• Input rows:

# # # #

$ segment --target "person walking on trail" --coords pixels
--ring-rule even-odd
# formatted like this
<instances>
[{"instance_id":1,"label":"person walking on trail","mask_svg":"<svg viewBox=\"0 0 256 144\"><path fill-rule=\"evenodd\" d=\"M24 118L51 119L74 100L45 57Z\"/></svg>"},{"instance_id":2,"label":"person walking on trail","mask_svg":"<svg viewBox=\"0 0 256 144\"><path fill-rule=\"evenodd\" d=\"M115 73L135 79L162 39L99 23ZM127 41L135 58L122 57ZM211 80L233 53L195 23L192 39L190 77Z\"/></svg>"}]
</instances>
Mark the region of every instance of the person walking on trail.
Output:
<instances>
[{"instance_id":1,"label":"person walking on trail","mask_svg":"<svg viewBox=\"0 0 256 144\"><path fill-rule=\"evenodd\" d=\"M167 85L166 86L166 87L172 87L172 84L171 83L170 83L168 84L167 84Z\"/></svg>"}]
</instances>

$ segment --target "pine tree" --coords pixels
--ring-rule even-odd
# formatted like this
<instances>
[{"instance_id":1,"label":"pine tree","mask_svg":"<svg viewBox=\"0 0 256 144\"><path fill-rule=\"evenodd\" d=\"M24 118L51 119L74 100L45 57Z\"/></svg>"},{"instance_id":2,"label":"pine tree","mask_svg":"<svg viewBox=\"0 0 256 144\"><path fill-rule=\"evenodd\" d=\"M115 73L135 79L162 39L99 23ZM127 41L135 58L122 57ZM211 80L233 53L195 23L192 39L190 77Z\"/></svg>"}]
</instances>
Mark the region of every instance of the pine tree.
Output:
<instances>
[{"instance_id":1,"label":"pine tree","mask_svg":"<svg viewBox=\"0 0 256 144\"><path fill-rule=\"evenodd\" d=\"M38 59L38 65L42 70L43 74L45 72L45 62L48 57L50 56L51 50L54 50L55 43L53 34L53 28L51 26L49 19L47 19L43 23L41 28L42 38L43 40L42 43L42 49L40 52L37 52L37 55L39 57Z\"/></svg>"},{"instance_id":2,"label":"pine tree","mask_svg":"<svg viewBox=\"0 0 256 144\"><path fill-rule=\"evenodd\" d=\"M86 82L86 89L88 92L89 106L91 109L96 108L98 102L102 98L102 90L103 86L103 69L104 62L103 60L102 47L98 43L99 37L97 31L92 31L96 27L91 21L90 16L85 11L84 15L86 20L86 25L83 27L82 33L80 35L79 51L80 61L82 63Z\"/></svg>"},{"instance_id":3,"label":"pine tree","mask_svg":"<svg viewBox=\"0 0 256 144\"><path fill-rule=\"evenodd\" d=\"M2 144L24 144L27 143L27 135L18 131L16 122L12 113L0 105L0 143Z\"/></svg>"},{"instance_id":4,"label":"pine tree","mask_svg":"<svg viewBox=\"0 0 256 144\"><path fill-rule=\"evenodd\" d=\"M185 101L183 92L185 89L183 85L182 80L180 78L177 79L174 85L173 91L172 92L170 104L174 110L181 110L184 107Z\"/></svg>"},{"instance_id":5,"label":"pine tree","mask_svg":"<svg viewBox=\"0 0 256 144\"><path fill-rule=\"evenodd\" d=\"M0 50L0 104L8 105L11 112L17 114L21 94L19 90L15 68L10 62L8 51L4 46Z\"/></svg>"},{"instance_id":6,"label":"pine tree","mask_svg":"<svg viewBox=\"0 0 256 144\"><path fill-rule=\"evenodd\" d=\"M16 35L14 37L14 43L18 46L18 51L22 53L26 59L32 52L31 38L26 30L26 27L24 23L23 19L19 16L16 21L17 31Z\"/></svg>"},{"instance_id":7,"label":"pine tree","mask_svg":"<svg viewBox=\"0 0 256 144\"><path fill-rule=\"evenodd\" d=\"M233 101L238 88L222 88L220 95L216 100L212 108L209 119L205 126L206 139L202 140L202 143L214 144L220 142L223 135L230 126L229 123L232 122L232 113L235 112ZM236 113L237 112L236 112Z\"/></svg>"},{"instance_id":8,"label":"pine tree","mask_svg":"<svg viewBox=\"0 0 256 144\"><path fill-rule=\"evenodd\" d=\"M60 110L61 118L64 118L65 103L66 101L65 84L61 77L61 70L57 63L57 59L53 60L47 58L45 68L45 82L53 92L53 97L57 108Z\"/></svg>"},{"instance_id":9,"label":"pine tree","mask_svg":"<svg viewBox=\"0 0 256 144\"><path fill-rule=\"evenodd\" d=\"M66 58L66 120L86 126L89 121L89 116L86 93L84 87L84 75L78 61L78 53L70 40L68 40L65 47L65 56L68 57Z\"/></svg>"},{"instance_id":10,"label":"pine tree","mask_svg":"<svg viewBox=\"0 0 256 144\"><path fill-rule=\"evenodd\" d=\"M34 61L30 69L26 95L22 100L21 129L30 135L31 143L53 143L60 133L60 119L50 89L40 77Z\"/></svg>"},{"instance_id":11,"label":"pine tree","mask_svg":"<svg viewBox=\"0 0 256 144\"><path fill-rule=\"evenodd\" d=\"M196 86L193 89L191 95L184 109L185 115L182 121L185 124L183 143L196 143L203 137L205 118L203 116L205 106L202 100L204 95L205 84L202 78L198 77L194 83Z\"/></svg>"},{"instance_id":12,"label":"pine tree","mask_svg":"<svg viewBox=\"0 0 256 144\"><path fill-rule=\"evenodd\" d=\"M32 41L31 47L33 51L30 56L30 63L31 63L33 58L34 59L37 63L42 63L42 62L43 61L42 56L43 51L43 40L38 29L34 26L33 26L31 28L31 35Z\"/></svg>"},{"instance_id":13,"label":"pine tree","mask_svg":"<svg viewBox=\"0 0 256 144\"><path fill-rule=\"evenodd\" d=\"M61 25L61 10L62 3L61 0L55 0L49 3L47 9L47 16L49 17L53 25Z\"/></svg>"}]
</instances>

# # # #

• What is asked:
From the records above, extract every entry exactly as given.

• Full solution:
$ segment --target "person walking on trail" --coords pixels
--ring-rule even-odd
# formatted like this
<instances>
[{"instance_id":1,"label":"person walking on trail","mask_svg":"<svg viewBox=\"0 0 256 144\"><path fill-rule=\"evenodd\" d=\"M24 118L51 119L74 100L45 57Z\"/></svg>"},{"instance_id":2,"label":"person walking on trail","mask_svg":"<svg viewBox=\"0 0 256 144\"><path fill-rule=\"evenodd\" d=\"M115 73L135 79L162 39L99 23ZM127 41L135 58L122 57ZM211 80L233 53L195 23L192 39L190 77Z\"/></svg>"}]
</instances>
Mark the region of every instance of the person walking on trail.
Output:
<instances>
[{"instance_id":1,"label":"person walking on trail","mask_svg":"<svg viewBox=\"0 0 256 144\"><path fill-rule=\"evenodd\" d=\"M167 85L166 86L166 87L172 87L172 84L171 83L170 83L168 84L167 84Z\"/></svg>"}]
</instances>

$ segment --target "pine tree" --coords pixels
--ring-rule even-odd
# formatted like this
<instances>
[{"instance_id":1,"label":"pine tree","mask_svg":"<svg viewBox=\"0 0 256 144\"><path fill-rule=\"evenodd\" d=\"M24 118L51 119L74 100L45 57Z\"/></svg>"},{"instance_id":2,"label":"pine tree","mask_svg":"<svg viewBox=\"0 0 256 144\"><path fill-rule=\"evenodd\" d=\"M115 73L135 79L162 39L99 23ZM127 41L135 58L122 57ZM211 80L233 53L195 23L192 39L190 77Z\"/></svg>"}]
</instances>
Mark the region of every instance of the pine tree.
Output:
<instances>
[{"instance_id":1,"label":"pine tree","mask_svg":"<svg viewBox=\"0 0 256 144\"><path fill-rule=\"evenodd\" d=\"M38 59L38 65L42 70L43 74L45 72L45 62L48 57L50 56L51 50L54 50L55 43L53 34L53 28L51 26L49 19L47 19L43 23L41 28L42 38L43 40L42 43L42 49L40 52L37 52L37 55L39 57Z\"/></svg>"},{"instance_id":2,"label":"pine tree","mask_svg":"<svg viewBox=\"0 0 256 144\"><path fill-rule=\"evenodd\" d=\"M86 82L86 89L88 92L89 106L91 109L96 108L98 102L102 98L102 90L103 86L103 69L104 62L103 60L102 47L98 43L99 37L97 31L92 31L96 27L91 21L90 16L85 11L84 15L86 20L86 25L83 27L82 33L80 35L79 51L80 61L82 63Z\"/></svg>"},{"instance_id":3,"label":"pine tree","mask_svg":"<svg viewBox=\"0 0 256 144\"><path fill-rule=\"evenodd\" d=\"M2 144L24 144L27 143L27 135L18 131L16 122L12 113L0 105L0 143Z\"/></svg>"},{"instance_id":4,"label":"pine tree","mask_svg":"<svg viewBox=\"0 0 256 144\"><path fill-rule=\"evenodd\" d=\"M185 101L183 92L185 89L183 85L182 80L180 78L177 79L174 85L173 91L172 92L170 104L174 110L181 110L184 107Z\"/></svg>"},{"instance_id":5,"label":"pine tree","mask_svg":"<svg viewBox=\"0 0 256 144\"><path fill-rule=\"evenodd\" d=\"M0 50L0 104L8 105L11 112L17 114L21 94L19 90L15 68L10 62L8 51L4 46Z\"/></svg>"},{"instance_id":6,"label":"pine tree","mask_svg":"<svg viewBox=\"0 0 256 144\"><path fill-rule=\"evenodd\" d=\"M16 35L14 37L14 43L18 46L18 51L22 53L26 59L32 52L31 38L26 30L26 27L24 23L23 19L19 16L16 21L17 31Z\"/></svg>"},{"instance_id":7,"label":"pine tree","mask_svg":"<svg viewBox=\"0 0 256 144\"><path fill-rule=\"evenodd\" d=\"M233 101L238 88L222 88L220 95L216 100L212 108L209 119L205 126L206 139L202 140L202 143L214 144L220 142L223 135L230 126L229 123L232 122L232 113L235 112ZM236 113L237 112L236 112Z\"/></svg>"},{"instance_id":8,"label":"pine tree","mask_svg":"<svg viewBox=\"0 0 256 144\"><path fill-rule=\"evenodd\" d=\"M60 110L61 118L64 118L65 103L66 101L65 84L61 77L61 70L57 63L57 59L53 60L47 58L45 68L45 82L53 92L53 97L57 108Z\"/></svg>"},{"instance_id":9,"label":"pine tree","mask_svg":"<svg viewBox=\"0 0 256 144\"><path fill-rule=\"evenodd\" d=\"M66 58L66 120L86 126L89 121L89 116L86 93L84 87L84 75L78 61L78 53L70 40L68 40L65 47L65 56L68 57Z\"/></svg>"},{"instance_id":10,"label":"pine tree","mask_svg":"<svg viewBox=\"0 0 256 144\"><path fill-rule=\"evenodd\" d=\"M34 61L30 69L26 95L22 100L21 129L30 135L31 143L53 143L60 133L60 119L50 89L40 77Z\"/></svg>"},{"instance_id":11,"label":"pine tree","mask_svg":"<svg viewBox=\"0 0 256 144\"><path fill-rule=\"evenodd\" d=\"M196 86L193 89L191 95L184 109L185 115L182 121L185 124L183 143L196 143L203 137L205 118L203 116L205 106L202 100L204 95L205 84L202 78L198 77L194 83Z\"/></svg>"},{"instance_id":12,"label":"pine tree","mask_svg":"<svg viewBox=\"0 0 256 144\"><path fill-rule=\"evenodd\" d=\"M32 41L31 47L33 51L30 56L30 63L31 63L33 58L34 59L37 63L42 63L42 62L43 61L42 56L43 51L43 40L38 29L34 26L33 26L31 28L31 35Z\"/></svg>"},{"instance_id":13,"label":"pine tree","mask_svg":"<svg viewBox=\"0 0 256 144\"><path fill-rule=\"evenodd\" d=\"M61 25L61 10L62 3L61 0L55 0L49 3L47 9L47 16L49 17L53 25Z\"/></svg>"}]
</instances>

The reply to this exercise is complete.